Begin Excerpt to read

4.1.14

Many Faces of Muhammad Ali Portrayed in Photos

The exhibition “The Greatest of All Time: Muhammad Ali” at the Hofstra University Museum is more social
history than art — a visual commentary on the life and times of the boxing champion Muhammad Ali told through news and documentary photographs. Organized by Hava Gurevich, and touring nationally, it assembles more than 60 rare and vintage photographs of Mr. Ali ranging from the early 1950s to now.

Mr. Ali makes a compelling subject for a photography exhibition. He is renowned not only as a three-time world heavyweight boxing champion but also for his views on his Muslim faith and his stand on racial issues in America.

The photographs here show us the man through multiple lenses. Born in Louisville, Ky., in 1942, Cassius Marcellus Clay (he changed his name to Muhammad Ali in 1964) began boxing in his early teens and was an Olympic gold medalist by age 18. The show begins with a news photograph from 1960 of Mr. Ali and other American Olympic gold medalists.

End Excerpt to read

### Problems and tasks
1 - List each individual calendar year (not decades) that the Muhammad Ali exhibition review mentions, in the order they appear.
2 - Carry on the Muhammad Ali exhibition review from its final sentence.

Begin Data excerpts

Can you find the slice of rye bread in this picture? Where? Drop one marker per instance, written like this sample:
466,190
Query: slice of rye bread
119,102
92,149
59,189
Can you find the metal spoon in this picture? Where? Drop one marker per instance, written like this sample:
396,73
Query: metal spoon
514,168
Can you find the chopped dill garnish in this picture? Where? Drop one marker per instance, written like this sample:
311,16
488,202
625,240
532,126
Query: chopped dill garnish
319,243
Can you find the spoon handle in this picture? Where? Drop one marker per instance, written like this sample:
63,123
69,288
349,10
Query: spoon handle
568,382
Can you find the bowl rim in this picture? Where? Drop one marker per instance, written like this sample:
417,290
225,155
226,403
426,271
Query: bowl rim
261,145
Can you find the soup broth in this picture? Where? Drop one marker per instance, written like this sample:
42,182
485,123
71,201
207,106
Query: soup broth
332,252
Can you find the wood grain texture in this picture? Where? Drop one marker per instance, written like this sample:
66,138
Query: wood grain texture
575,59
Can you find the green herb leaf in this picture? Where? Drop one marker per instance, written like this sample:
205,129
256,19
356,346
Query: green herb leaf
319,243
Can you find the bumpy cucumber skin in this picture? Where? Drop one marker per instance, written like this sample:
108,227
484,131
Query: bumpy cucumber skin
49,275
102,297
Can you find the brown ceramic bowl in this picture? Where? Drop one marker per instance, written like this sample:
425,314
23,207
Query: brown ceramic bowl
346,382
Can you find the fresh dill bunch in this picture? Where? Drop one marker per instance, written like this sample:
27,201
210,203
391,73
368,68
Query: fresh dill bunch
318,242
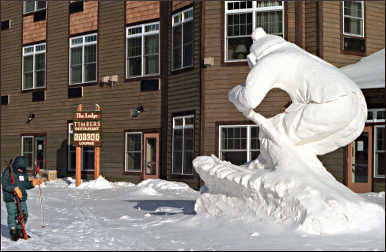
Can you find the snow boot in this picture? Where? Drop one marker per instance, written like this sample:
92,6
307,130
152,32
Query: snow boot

End Data excerpts

### Per-task answers
1 - 1942, 1964, 1960

2 -
Later photographs show the boxer at home in Louisville with his family and friends. One funny picture by Steve Schapiro, who took several of the best photos from the 1960s here, shows Mr. Ali shadow boxing with is mother. In another photograph by Mr. Schapiro, he flexes his arm muscles for a group of local children. But already something has changed.

The sweet, shy boy smiling nervously in the early photographs has morphed into an actor performing for the camera. The pictures, like a pair of images of Mr.

Ali getting a haircut in a barbershop in Louisville in 1963, start to seem staged. He is more than a local boxer made good; he is a celebrity. Boxing fans will delight at the inclusion of some terrific shots of Mr. Ali in action in the ring. Art Shay’s “Muhammad Ali Fighting” (1964) shows a pivotal punch in which he knocks back his opponent. Mr. Ali is perfectly balanced, his body leaning forward to put extra weight behind the blistering assault.

Other photographs, like one by Neil Leifer from 1965 of Mr. Ali standing over Sonny Liston, who is motionless on the floor of the ring, are not as pleasant to look at. Mr. Ali roars, an angry, defiant look on his face. The image reveals the ferocity of the fighter and the sport. From here on out, the show deals more with the legend than the man.

The images include Annie Leibovitz’s memorable 1972 picture of Mr. Ali reclining on a red carpet, flaunting his celebrity, and a group of highly romanticized pictures from 1970 by Gordon Parks, who followed Mr. Ali around as he prepared for a fight. There are also photographs documenting Mr. Ali’s interest in and involvement with the Nation of Islam, the black Muslim movement. One 1966 picture, by Thomas Hoepker, shows Mr. Ali talking with Elijah Muhammad, the Nation of Islam leader, in his Chicago home. For once, Mr. Ali looks deferential.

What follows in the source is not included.